Required work>
Copy each line below containing "instance".

Extracted data>
........
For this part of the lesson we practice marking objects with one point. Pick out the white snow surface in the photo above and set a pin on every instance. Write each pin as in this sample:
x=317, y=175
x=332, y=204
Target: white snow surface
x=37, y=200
........
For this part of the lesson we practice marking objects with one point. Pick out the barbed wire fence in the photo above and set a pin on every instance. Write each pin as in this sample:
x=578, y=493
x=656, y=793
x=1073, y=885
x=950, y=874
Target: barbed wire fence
........
Exercise output>
For this part of the lesson we practice marking objects with one point. Pick out the white snow surface in the photo above and set a pin on every instance. Write each pin as in this sample:
For this part of the lesson we practice marking objects with one point. Pick out the barbed wire fence in the photo above and set a pin on every instance. Write each pin as in this sample:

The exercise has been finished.